> Prompt
Render the lines of the listing below as a numbered list, starting with the line containing "Target: thumb" and going on through the line containing "[(150, 330)]". Leave out any blank lines.
# # # # #
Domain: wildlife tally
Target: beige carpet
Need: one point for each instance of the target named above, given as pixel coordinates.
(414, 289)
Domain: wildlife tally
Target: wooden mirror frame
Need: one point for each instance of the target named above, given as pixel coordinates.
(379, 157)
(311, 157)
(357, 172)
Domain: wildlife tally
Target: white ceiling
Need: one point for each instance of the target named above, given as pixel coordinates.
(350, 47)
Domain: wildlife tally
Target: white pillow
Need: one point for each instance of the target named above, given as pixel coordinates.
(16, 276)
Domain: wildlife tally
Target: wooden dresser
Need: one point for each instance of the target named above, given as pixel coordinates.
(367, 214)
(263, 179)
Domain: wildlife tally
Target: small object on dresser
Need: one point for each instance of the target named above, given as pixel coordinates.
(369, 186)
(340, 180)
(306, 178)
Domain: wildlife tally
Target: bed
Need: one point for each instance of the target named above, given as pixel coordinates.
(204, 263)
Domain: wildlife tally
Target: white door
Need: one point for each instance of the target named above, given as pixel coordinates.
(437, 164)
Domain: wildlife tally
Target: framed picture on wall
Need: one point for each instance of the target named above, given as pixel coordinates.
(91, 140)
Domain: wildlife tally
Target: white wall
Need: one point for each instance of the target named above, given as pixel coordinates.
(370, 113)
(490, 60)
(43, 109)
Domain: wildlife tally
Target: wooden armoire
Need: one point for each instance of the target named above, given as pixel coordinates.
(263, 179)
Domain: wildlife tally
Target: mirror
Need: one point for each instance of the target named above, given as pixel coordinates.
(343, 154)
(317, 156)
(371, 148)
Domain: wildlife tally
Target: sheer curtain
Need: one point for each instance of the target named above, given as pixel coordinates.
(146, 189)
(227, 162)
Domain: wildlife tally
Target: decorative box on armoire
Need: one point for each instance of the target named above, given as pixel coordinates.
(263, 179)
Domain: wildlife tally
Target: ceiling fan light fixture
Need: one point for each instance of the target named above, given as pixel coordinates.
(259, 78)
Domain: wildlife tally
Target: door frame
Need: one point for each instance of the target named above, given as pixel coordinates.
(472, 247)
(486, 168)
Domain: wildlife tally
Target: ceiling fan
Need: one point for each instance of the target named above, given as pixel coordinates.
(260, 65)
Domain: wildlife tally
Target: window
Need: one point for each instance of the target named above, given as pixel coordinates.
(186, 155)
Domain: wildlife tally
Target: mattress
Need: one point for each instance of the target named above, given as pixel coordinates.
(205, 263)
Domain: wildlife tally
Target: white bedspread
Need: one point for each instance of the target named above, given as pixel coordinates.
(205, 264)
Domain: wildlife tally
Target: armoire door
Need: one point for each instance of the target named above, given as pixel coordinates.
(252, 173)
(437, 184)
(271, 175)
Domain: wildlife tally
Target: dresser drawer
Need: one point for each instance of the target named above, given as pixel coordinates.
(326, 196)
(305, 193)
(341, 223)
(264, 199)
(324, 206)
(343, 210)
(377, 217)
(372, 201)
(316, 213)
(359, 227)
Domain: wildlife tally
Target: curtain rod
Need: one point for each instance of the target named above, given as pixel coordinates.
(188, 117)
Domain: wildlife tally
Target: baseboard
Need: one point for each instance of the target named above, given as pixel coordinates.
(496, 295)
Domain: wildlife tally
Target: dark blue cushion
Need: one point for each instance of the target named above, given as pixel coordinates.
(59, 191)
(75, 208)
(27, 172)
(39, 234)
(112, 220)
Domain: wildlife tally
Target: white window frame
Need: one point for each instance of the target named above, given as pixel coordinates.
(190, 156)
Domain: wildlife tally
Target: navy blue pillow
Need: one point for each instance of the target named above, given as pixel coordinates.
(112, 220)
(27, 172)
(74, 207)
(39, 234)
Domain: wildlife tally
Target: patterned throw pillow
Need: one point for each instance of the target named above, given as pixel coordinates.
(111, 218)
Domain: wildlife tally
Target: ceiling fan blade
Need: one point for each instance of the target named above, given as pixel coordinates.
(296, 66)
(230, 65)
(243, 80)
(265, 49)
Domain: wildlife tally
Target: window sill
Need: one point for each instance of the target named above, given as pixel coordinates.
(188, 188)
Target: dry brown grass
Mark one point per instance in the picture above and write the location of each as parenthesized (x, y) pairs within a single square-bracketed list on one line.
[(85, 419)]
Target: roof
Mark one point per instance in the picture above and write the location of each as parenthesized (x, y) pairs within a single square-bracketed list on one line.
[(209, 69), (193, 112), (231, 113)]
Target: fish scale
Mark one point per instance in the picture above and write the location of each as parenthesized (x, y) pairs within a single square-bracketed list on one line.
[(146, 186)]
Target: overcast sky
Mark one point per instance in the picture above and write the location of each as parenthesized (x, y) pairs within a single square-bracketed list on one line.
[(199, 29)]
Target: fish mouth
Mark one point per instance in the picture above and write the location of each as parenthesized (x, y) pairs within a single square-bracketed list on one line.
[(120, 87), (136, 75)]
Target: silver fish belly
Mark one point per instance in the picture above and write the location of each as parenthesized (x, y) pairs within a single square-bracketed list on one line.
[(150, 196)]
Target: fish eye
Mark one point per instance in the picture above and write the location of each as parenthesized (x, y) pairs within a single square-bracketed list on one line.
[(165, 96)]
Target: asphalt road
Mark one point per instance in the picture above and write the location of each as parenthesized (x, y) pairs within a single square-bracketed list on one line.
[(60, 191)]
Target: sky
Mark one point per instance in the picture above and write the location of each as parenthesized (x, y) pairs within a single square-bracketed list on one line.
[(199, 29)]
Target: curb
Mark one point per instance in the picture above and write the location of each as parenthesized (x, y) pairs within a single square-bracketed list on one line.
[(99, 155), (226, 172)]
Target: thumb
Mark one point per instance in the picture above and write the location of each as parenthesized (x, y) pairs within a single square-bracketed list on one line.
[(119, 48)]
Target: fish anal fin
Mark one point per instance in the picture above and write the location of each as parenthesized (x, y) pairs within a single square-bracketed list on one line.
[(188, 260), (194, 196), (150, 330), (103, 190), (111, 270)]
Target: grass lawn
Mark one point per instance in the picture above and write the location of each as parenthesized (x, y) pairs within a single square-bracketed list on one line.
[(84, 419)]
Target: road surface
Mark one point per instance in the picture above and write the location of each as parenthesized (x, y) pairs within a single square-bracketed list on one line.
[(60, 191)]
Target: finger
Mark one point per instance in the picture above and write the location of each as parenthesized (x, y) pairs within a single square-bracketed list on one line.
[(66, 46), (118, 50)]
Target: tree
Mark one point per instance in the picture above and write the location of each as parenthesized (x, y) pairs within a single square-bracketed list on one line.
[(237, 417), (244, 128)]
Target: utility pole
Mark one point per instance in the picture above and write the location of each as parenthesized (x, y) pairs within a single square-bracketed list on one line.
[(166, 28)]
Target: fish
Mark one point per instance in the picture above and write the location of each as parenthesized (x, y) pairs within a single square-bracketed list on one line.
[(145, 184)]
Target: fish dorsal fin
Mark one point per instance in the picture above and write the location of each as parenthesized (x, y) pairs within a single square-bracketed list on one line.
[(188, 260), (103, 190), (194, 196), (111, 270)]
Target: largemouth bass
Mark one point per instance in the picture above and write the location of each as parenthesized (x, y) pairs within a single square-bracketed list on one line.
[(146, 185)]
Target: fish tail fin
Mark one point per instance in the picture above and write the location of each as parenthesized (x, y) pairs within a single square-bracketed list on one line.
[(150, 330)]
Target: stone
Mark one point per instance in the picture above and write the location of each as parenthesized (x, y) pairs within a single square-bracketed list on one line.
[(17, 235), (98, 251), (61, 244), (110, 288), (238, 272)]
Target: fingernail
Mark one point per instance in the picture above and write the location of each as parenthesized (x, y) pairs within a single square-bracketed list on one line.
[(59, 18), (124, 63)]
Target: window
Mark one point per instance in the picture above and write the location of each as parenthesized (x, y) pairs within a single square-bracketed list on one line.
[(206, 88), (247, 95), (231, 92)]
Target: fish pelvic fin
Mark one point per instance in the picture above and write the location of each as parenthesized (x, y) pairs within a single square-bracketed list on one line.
# # # # #
> Complete answer
1. Target: thumb
2. Mark one point per instance in the picture above and write the location of each as parenthesized (x, y) pairs within a single square-bracketed list on one line.
3. [(119, 48)]
4. Target: fish anal fin
5. Mark one point per instance in the picture above and write the location of each as parenthesized (x, y) pairs within a single square-bracketed list on one line.
6. [(188, 260), (194, 196), (150, 330), (103, 190), (111, 270)]
7. Target: grass lawn
8. Mark one point per instance in the picture above and write the location of each as parenthesized (x, y) pairs within a single square-bracketed list on one line.
9. [(84, 419)]
10. Target: road surface
11. Mark one point per instance in the picture above and write the location of each as parenthesized (x, y) pairs within a single square-bracketed list on one line.
12. [(60, 191)]
13. Target: finger
14. Mark one point per instance in the picture above and write the location of each as parenthesized (x, y) pairs within a single square-bracketed list on one line.
15. [(66, 46), (118, 50)]
16. Target: tree
17. Mark one point per instance in the picture above and write the location of each as parenthesized (x, y) pairs within a single square-bracketed list on one line.
18. [(237, 417), (244, 128)]
19. Target: utility pole
20. Mark one point per instance in the picture above and write the location of each as parenthesized (x, y) pairs within a single square-bracketed list on one line.
21. [(166, 28)]
22. Target: fish
23. Mark one point per instance in the picture above and write the location of each as parenthesized (x, y) pairs within a single square-bracketed list on one line.
24. [(145, 184)]
25. Target: fish dorsal fin
26. Mark one point per instance in the picture above and write the location of each as parenthesized (x, y) pairs within a single square-bracketed list on one line.
27. [(188, 260), (103, 190), (194, 196), (111, 270)]
28. Target: largemouth bass
29. Mark one point per instance in the picture above and write the location of each as parenthesized (x, y) pairs within a single square-bracketed list on one line.
30. [(146, 185)]
31. Target: fish tail fin
32. Mark one point per instance in the picture above and write the location of each as parenthesized (x, y) pairs within a single square-bracketed list on one line.
33. [(150, 330)]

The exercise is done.